ÜBUNGSAUFGABE A
Welche Haustypen nennt der Text über Energiesparhäuser als Fälle, bei deren Planung, Berechnung und Nachweis Simulationssoftware hilft? Führe alle auf.

TEXTAUSZUG
Energiesparhäuser werden in einigen Jahren Pflicht. Hilfe bei Planung, Berechnung und dem Nachweis von Passiv-, Null- oder Plusenergiehäusern bietet spezielle Simulationssoftware

30.01.20137 Min. Kommentar schreiben

Text: Marian Behaneck

Gut gerechnet: Studenten der TU Darmstadt gewannen 2009 den Wettbewerb „Solar Decathlon“ mit einem aufwendig berechneten Plusenergiehaus. Foto: ABB

Planung, Berechnung und der Nachweis von Passiv-, Null- und Plusenergiehäusern sind keineswegs trivial – und nur mit Software-Unterstützung wirtschaftlich realisierbar. Die EU-Gebäuderichtlinie 2010/31 gibt nur einen allgemeinen Rahmen für die Berechnung der Gesamtenergieeffizienz vor, deutet aber schon die Komplexität der Berechnung an: Die Effizienz ist anhand der berechneten oder tatsächlichen Energiemenge zu bestimmen, die jährlich für Heizung und Kühlung sowie durch den Wärmebedarf für Warmwasser aufgewendet wird. Bei der Berechnung sind thermische Gebäudeeigenschaften einschließlich der Innenbauteile zu berücksichtigen, ferner die Heizungsanlage und Warmwasserversorgung, die Klimaanlage, Belüftung und Beleuchtung, die Gebäudegestaltung, -lage und -ausrichtung einschließlich des Außenklimas, ferner passive Solarsysteme und Sonnenschutz, Innenraumklima-Bedingungen sowie interne Lasten.

Mit herkömmlichen Rechenverfahren oder stationären Wärmebilanzverfahren lassen sich nur begrenzt Varianten bilden; die Aussagekraft ist gerade für Gebäude mit sehr niedrigem Heizwärmebedarf gering. Es werden nur ungefähre Richtwerte ermittelt. Wichtige Größen, wie etwa interne oder solare Wärmegewinne, werden mit Durchschnittswerten berücksichtigt. Hinzu kommen Sicherheitszuschläge, die häufig zu einer Überdimensionierung von Anlagenkomponenten führen. Da konventionelle Rechenverfahren für konventionelle Gebäude entwickelt worden sind, lassen sich aber auch umgekehrt Unterdimensionierungen von Heiz- und Kühlanlagen nicht ausschließen.

BEREITGESTELLTE DATEN

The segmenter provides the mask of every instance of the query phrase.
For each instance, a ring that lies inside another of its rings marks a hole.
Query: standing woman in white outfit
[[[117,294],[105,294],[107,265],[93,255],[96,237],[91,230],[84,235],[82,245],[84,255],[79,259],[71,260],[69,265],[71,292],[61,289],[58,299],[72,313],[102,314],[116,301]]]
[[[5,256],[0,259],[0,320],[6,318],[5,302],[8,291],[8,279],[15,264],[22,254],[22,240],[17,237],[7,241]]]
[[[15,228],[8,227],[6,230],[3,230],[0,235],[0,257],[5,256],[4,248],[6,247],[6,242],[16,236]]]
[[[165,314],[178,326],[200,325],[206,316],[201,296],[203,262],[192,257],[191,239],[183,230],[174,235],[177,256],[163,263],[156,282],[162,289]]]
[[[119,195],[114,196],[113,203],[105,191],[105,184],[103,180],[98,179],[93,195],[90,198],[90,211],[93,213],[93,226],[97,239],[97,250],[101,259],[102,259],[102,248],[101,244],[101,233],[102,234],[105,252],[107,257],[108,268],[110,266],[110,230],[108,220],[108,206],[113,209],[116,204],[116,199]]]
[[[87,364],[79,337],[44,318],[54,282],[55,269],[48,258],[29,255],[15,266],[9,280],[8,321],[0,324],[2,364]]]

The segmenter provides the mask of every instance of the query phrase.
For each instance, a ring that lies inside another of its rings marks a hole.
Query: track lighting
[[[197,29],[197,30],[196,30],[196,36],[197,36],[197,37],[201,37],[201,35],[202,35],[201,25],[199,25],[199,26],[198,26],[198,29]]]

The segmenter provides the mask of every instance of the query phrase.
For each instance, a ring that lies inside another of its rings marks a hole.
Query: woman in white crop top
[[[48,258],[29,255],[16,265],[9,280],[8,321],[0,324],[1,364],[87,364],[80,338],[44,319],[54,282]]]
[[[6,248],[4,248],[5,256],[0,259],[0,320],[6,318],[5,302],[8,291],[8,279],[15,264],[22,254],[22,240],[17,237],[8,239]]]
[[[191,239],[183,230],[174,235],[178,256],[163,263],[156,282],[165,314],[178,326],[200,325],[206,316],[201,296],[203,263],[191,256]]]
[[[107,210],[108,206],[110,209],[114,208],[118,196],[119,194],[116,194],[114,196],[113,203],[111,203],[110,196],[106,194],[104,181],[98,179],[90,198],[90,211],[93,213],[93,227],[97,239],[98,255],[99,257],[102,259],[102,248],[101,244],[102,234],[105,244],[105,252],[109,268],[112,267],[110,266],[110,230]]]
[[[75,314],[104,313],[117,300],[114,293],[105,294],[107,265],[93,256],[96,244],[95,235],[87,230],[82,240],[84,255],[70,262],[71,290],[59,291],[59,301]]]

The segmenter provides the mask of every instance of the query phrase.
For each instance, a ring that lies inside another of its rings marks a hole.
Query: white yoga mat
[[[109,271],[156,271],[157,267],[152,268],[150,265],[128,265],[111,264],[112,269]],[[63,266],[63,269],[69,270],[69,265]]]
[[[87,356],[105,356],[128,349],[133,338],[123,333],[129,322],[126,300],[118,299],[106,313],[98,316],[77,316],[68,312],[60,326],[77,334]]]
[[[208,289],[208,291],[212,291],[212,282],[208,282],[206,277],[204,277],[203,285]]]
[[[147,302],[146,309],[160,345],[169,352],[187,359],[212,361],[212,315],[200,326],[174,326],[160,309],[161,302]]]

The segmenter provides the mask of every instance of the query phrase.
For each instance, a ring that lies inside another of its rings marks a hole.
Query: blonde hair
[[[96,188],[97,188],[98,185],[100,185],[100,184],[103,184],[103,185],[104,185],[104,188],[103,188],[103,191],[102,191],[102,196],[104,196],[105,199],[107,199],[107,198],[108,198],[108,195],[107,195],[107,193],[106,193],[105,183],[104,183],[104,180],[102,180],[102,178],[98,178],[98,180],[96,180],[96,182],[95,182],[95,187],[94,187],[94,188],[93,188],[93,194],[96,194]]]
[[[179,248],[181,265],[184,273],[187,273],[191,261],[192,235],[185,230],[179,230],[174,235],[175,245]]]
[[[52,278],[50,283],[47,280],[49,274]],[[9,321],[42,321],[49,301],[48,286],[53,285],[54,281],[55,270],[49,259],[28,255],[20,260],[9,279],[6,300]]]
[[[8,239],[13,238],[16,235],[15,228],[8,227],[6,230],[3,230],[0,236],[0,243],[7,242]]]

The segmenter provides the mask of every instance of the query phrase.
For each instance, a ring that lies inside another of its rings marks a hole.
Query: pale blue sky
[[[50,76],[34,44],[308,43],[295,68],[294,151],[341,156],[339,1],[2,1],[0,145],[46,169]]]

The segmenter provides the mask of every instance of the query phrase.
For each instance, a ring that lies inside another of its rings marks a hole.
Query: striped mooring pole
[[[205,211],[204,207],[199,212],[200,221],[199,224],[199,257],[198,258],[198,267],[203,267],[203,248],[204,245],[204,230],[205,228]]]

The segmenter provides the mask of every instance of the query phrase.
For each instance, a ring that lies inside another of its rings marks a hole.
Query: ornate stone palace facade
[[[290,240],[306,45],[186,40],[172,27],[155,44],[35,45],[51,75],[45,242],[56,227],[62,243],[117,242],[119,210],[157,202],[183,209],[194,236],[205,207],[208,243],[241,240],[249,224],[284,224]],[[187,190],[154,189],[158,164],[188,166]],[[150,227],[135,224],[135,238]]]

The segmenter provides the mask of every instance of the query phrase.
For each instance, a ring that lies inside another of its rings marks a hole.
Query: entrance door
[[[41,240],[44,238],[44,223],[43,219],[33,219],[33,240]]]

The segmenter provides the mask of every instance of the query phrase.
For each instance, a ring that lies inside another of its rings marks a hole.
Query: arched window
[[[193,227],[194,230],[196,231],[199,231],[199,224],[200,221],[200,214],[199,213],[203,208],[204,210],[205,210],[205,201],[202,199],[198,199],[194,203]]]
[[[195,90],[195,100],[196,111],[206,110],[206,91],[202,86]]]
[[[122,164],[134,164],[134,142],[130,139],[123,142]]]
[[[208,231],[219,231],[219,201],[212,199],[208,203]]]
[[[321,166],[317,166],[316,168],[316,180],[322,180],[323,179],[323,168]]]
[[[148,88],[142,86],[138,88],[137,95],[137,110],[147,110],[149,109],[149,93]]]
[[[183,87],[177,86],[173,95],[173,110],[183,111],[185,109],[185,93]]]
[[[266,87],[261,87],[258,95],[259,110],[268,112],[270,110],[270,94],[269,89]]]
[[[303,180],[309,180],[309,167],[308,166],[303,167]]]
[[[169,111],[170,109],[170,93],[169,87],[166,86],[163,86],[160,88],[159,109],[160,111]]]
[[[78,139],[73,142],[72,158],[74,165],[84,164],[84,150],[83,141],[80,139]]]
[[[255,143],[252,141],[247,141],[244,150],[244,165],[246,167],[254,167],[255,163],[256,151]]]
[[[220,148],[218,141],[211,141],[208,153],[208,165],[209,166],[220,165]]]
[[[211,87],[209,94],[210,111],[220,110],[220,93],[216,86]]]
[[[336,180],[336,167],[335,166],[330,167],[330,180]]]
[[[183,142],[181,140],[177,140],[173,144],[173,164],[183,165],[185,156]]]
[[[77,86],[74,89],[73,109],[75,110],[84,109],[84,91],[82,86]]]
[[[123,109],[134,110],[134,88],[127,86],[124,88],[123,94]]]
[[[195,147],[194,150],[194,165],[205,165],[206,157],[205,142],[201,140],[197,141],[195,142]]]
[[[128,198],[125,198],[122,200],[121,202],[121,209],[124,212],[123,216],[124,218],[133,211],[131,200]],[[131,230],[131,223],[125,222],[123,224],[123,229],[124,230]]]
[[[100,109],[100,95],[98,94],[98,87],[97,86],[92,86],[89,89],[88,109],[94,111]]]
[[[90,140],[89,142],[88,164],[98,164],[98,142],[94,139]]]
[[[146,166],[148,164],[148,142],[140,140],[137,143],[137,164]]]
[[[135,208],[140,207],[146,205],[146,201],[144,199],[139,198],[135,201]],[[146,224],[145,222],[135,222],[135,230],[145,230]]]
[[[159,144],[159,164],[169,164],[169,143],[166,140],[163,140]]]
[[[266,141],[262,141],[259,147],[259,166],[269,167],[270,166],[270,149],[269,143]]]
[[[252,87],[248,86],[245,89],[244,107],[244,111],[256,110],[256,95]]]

* * *

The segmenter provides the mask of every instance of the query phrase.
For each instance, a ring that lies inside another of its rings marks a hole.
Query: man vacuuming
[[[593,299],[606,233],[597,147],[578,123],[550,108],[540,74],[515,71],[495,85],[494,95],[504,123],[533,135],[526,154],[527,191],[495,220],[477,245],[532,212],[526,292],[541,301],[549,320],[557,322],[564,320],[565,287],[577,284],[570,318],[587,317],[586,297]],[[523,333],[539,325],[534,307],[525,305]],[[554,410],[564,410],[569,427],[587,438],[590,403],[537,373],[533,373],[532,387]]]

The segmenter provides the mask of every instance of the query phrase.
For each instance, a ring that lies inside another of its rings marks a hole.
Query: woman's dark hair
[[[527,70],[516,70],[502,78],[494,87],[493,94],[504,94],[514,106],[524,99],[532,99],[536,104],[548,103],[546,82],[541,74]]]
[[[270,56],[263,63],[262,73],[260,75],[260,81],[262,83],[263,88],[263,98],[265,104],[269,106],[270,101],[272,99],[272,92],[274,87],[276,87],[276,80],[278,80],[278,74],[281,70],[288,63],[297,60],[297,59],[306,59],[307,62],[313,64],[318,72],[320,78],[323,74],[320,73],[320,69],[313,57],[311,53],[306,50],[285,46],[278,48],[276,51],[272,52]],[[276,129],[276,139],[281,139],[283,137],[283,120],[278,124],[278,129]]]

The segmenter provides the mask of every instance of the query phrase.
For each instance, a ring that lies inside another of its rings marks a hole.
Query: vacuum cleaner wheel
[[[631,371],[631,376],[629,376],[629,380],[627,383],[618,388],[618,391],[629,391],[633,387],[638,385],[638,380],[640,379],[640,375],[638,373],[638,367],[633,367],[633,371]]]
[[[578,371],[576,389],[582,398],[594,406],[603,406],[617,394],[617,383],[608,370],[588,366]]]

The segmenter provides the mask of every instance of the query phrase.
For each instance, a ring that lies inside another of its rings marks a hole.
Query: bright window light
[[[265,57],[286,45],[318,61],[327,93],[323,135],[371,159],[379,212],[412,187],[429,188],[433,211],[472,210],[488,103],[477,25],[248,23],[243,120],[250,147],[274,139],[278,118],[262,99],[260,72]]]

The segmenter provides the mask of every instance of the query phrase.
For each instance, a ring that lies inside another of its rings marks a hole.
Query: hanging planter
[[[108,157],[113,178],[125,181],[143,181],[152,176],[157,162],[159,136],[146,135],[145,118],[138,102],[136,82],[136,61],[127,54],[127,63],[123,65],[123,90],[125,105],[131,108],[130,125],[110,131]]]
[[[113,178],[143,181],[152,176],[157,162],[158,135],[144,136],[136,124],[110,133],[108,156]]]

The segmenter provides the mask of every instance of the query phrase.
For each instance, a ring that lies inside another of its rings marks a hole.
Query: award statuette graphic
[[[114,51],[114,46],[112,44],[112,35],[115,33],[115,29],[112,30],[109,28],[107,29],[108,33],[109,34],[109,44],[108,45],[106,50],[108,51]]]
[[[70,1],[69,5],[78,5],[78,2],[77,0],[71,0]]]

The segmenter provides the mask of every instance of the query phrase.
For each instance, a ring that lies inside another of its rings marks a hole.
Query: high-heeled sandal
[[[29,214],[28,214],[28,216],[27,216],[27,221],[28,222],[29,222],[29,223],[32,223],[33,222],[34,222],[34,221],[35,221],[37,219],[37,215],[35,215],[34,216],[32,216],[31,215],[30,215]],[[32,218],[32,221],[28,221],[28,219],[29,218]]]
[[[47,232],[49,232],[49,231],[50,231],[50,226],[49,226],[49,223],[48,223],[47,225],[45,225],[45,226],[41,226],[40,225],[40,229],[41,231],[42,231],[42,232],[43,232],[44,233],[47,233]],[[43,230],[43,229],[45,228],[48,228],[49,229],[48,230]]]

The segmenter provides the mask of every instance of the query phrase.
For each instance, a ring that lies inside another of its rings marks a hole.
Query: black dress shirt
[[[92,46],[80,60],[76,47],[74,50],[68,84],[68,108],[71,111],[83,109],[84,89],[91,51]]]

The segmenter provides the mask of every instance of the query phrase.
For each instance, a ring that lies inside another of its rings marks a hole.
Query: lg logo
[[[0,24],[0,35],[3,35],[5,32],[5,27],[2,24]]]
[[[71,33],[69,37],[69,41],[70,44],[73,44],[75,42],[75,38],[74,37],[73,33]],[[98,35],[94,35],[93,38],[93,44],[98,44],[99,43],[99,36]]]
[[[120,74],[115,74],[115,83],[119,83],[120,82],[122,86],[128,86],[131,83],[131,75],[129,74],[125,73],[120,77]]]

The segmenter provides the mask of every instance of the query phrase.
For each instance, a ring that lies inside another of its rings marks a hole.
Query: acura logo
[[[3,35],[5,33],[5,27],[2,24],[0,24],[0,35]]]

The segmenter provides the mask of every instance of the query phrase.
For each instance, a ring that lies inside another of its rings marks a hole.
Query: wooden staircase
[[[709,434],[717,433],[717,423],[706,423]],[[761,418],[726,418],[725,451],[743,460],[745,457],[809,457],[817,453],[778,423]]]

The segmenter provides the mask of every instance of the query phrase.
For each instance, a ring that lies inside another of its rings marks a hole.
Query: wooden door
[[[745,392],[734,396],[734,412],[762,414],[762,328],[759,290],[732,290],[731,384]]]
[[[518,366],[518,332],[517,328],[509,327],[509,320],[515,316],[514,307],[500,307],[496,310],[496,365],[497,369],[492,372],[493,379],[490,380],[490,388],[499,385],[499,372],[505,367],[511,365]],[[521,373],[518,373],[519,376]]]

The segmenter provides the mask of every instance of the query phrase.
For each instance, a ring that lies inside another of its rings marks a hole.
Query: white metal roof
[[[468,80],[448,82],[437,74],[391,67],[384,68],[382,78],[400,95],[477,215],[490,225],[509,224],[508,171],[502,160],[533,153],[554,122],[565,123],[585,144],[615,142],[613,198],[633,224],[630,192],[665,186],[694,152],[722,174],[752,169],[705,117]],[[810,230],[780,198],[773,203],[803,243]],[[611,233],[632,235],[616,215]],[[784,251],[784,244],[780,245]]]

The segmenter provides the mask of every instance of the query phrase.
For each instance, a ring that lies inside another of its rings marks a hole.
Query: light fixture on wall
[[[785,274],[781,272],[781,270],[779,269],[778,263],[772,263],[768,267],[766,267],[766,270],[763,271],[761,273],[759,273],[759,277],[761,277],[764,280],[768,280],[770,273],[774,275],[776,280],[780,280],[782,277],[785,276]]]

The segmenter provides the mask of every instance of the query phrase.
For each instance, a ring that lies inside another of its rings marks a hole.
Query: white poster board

...

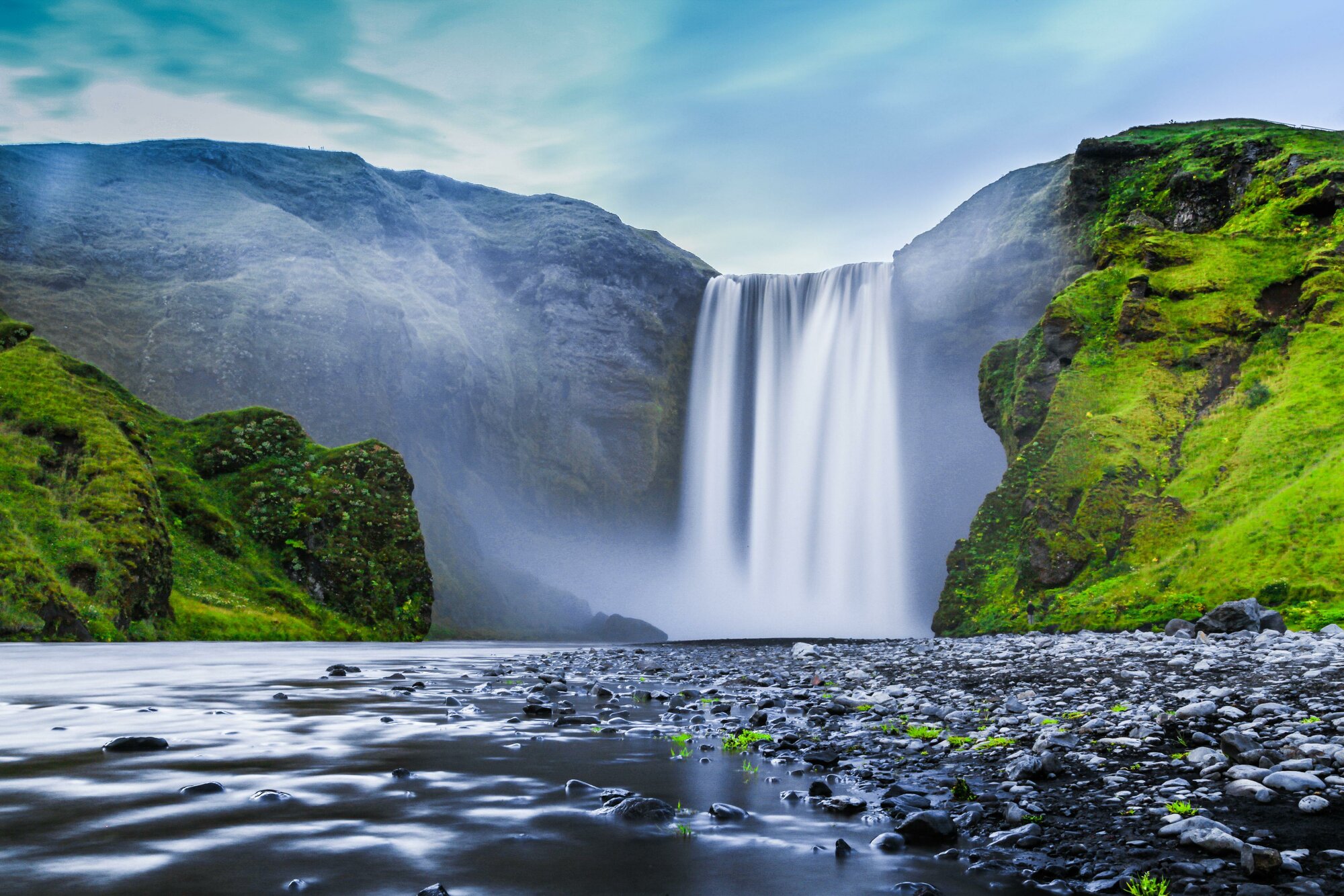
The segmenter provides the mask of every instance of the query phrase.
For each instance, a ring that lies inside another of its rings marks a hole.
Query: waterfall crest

ÜBUNGSAUFGABE B
Ermittle, wie viele Zeilen der Datensätze die Zeichenfolge "door" enthalten, wobei Groß- und Kleinschreibung zählt. Gib nur die Zahl an.

VOLLSTÄNDIGE ANTWORT A
Passivhäuser, Nullenergiehäuser und Plusenergiehäuser.

VOLLSTÄNDIGE ANTWORT B
2